> PROBLEMS TO SOLVE
**a.** In the City Week picks, rewrite the stretch from "City Week: Weekly" through "munchies on early.", swapping "kitchen" for "grill".
**b.** According to the City Week picks, what is the street address of the MCA Annex?
**c.** How would the City Week picks carry on past their final sentence? Extend them from there.

> PROVIDED PASSAGE
City Week: Weekly Picks

Playground Night Club Grand Reopening

Finally! Downtown Tucson’s favorite indoor/outdoor rooftop dance and social club flings open its doors once again this Friday. The kitchen and bar offer some new creations among the old favorites. Just remember, the kitchen closes at 11. Get your munchies on early.
4 p.m. Friday, Nov. 11, Playground Bar & Lounge, 278 E Congress Street, free, $20 VIP admission.

“Best 23 Miles of Mexican Food”

A benefit for the Tucson International Mariachi Conference brings Tucson’s vaunted Best 23 Miles of Mexican Food” to the MSA Annex in the Mercado District. Restaurants along the traditional 23-mile route set up shop on the MCA Annex Grounds to offer a sampler of quality and variety of our town’s favorite Mexican cuisines. Mariachi bands and folklorico dancers provide entertainment throughout.
3 to 8 p.m., Saturday, Nov. 12, MCA Annex, 267 S. Avenida del Convento, tucsonmariachi.org, $60.

Tucson Modernism Week

A stunning, mid-century classic, the Jacobson house reaches up at every angle to embrace Sonoran sunlight. It’s among four modernist homes opening its doors to mid-Mod enthusiasts during Tucson Modernism week. A tour of noted landscape architect Garrett Eckbo’s 20th century designs includes the restored rock and water garden at the Tucson Convention Center. A free bazaar at the former Hirsh’s Shoe Store, another MCM classic, displays paintings and fashion designs from the estates of prominent Tucsonans of the era. Among other opportunities, the week also offers a $200 tour of the mid-century modern architecture in “Ambos Nogales,” along the Mexican border. See the website for event details and reservations.

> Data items
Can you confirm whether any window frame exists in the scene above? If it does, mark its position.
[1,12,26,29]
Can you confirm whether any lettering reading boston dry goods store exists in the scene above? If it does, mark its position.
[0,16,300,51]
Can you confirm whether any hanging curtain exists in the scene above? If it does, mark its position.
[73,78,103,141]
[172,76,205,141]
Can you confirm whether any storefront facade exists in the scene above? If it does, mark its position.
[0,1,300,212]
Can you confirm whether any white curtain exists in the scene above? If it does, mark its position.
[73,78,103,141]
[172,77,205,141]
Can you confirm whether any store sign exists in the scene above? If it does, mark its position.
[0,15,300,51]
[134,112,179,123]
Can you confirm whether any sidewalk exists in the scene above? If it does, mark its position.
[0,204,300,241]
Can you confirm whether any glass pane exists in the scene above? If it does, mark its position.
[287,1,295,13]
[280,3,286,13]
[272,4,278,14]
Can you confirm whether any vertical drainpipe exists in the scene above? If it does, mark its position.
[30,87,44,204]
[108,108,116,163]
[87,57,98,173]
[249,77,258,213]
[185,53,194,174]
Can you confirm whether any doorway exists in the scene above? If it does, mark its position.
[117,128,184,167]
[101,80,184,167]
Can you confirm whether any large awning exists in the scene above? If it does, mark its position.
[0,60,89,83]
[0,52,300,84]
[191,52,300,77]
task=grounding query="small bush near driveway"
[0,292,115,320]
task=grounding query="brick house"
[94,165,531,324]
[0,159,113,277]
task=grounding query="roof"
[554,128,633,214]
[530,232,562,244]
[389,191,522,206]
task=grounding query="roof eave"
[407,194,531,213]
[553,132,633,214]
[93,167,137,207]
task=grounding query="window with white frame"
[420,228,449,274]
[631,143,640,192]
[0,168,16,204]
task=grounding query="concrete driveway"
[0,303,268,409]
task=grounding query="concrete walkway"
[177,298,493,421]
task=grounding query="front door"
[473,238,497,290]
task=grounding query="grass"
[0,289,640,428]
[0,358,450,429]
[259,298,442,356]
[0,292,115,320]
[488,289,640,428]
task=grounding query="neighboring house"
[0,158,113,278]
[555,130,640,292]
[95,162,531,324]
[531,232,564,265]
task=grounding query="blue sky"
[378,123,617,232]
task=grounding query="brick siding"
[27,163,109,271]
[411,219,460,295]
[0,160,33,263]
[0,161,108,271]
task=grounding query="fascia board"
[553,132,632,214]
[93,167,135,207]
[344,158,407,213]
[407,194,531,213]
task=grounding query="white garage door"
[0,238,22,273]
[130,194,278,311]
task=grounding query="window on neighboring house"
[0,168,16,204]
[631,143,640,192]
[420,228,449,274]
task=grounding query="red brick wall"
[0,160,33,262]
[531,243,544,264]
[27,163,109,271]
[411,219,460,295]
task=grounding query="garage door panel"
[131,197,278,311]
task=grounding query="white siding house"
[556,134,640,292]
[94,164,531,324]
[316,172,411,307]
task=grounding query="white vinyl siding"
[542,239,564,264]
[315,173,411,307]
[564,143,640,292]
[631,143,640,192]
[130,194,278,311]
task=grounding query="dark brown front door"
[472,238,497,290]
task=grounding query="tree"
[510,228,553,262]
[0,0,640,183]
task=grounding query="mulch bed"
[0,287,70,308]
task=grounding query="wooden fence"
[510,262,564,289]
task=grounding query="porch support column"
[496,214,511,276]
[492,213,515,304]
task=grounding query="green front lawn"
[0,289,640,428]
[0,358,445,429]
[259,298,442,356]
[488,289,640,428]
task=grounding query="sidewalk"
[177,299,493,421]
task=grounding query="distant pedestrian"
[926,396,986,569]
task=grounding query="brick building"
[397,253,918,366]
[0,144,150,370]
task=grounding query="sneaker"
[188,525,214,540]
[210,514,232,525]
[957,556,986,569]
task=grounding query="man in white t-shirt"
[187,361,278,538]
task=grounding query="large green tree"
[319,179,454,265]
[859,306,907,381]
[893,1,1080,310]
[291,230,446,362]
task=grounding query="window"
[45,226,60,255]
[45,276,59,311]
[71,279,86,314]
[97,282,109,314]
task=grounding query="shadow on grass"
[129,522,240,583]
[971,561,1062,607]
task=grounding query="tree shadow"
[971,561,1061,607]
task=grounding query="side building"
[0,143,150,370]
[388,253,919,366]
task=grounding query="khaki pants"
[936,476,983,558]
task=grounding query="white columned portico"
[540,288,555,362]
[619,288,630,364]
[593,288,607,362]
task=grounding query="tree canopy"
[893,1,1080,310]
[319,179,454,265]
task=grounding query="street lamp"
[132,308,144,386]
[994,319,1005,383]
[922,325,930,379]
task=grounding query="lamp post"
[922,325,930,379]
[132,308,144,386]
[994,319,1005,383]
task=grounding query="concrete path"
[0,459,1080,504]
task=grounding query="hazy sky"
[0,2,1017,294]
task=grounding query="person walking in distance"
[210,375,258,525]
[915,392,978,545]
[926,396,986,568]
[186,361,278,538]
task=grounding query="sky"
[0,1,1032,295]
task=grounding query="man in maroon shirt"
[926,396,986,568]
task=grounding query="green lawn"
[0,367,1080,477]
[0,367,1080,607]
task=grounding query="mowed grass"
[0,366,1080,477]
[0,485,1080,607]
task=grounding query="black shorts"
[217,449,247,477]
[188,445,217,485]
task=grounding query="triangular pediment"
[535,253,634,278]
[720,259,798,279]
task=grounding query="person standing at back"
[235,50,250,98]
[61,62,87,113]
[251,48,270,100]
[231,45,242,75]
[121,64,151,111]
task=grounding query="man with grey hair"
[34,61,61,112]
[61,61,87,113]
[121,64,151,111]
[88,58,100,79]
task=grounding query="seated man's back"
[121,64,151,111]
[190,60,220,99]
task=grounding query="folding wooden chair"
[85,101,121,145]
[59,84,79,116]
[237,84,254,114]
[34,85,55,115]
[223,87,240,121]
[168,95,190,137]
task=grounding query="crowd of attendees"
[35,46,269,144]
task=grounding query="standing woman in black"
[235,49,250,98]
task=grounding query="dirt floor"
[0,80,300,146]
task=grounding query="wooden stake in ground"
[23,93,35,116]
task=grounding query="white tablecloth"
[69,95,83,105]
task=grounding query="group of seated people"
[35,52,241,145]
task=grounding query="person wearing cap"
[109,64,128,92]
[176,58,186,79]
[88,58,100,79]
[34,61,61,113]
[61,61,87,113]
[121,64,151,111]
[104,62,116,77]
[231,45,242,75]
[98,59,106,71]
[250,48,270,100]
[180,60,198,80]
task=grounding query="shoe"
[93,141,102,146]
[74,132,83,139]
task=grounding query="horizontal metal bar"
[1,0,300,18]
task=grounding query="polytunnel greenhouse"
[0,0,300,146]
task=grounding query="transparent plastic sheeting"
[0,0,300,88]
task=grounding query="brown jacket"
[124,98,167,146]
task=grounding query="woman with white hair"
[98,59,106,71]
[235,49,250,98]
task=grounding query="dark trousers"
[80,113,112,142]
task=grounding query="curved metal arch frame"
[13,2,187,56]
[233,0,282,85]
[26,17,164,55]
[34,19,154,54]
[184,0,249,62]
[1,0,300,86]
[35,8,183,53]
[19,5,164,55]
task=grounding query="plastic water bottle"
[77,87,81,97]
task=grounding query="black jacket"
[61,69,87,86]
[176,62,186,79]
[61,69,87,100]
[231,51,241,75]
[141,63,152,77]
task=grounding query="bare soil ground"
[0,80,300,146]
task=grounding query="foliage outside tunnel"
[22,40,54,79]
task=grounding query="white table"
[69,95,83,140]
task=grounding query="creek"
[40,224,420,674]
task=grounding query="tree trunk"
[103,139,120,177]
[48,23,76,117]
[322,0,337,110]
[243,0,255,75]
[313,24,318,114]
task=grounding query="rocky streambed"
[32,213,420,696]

> THE REPLIES
**a.**
City Week: Weekly Picks

Playground Night Club Grand Reopening

Finally! Downtown Tucson’s favorite indoor/outdoor rooftop dance and social club flings open its doors once again this Friday. The grill and bar offer some new creations among the old favorites. Just remember, the grill closes at 11. Get your munchies on early.

**b.** 267 S. Avenida del Convento

**c.**
Times, events and prices vary, Wednesday, Nov. 9, to Sunday, Nov. 13, preservetucson.org/modernism-week

Tucson Folk Festival Benefit Concert 

A Saturday fundraiser offers a sampler of things to come in April’s Tucson Folk Festival. The benefit’s lineup includes Eric Schaffer & the Other Troublemakers and The Tirebiters and it features Matt Rolland and Rebekah Sandoval Rolland’s new RISO project. The duo walked away from their nationally recognized bluegrass and folk group, Run Boy Run, to embark on a more melodic and writerly sound. They released their first, eponymous, RISO recording in July. It’s available on all music apps. Tucson musicians note: applications to perform in the Tucson Folk Festival, are online at tucsonfolkfest.org.
7 p.m. Saturday, Nov. 12, Hotel Congress Plaza, 311 E. Congress Street, $15 advance, $20 at the door.

Pima Community Arts: “Cabaret”

American Sign Language interpretation is featured Nov. 18 in a two-week run of one of the most popular Broadway musicals. Set in Berlin during the jazz age, in the shadow of the Nazis’ rising power, the play centers on escapist pleasures in a nightclub. Romance ensues between an American writer and an English cabaret singer. Fans of the movie version may forever project Liza Minelli on her.
Various times through Sunday, Nov. 20, Pima Proscenium Theater, Pima Community College West Campus, 2202 W. Anklam Road, pima.universitytickets.com, $15.

Sierra Vista: Cox Movies in the Park 

Cox Communications reboots its Movies in the Park series with a screening of “Nightmare Before Christmas.” The family favorite is a timely mash up of Halloween and Christmas stories. Festivities begin with a food truck round up at 5 p.m. Families are welcome to bring their own picnics, too, but no fires or grilling are allowed. The movie starts at 6 p.m.
5 p.m. Saturday, Nov. 12, at Veterans Memorial Park, 3105 E. Fry Boulevard, Sierra Vista, free.

Truly Nolen Community Car Show

Tucson Car Club entries join classics from Truly Nolen’s Antique Car Collection, (including the perennially popular 1957 Chevrolet Bel Air) at an event that’s becoming an annual tradition. Vote for your favorites and they may win trophies. Food trucks and a Kid’s Corner full of activities make it a family affair. This year, the community’s invited to “Stuff the Mouse Limo” with new, unwrapped toys to benefit children served by the late Ramon Gonzales’ charity, “Miracle on 31st Street.”
10 a.m. to 2 p.m. Saturday, Nov. 12, Truly Nolen Corporate Leadership and Training Center, 432 S. Williams Boulevard, free.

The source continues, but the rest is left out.